* _TASK PROMPT_
Copy out the items below word for word, starting with the line that contains "indicate the banana" and ending with the line that contains "indicate the wooden", both included.

* _DATA IN THIS EXERCISE_

###

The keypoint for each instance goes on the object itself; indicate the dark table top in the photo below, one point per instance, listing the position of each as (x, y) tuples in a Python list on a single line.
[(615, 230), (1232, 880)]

###

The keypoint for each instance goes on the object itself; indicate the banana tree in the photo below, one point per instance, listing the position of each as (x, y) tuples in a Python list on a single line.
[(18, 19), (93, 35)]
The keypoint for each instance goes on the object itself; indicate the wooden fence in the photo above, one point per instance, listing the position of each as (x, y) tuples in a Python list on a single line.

###

* _RESULT OF THE TASK_
The keypoint for each instance goes on the object itself; indicate the banana tree in the photo below, one point per instance, listing the position of each as (x, y) tuples in a Python list on a single line.
[(18, 19), (93, 35)]
The keypoint for each instance goes on the object itself; indicate the wooden fence in the photo above, one point per instance, listing the position of each as (x, y) tuples in a Python list on a single line.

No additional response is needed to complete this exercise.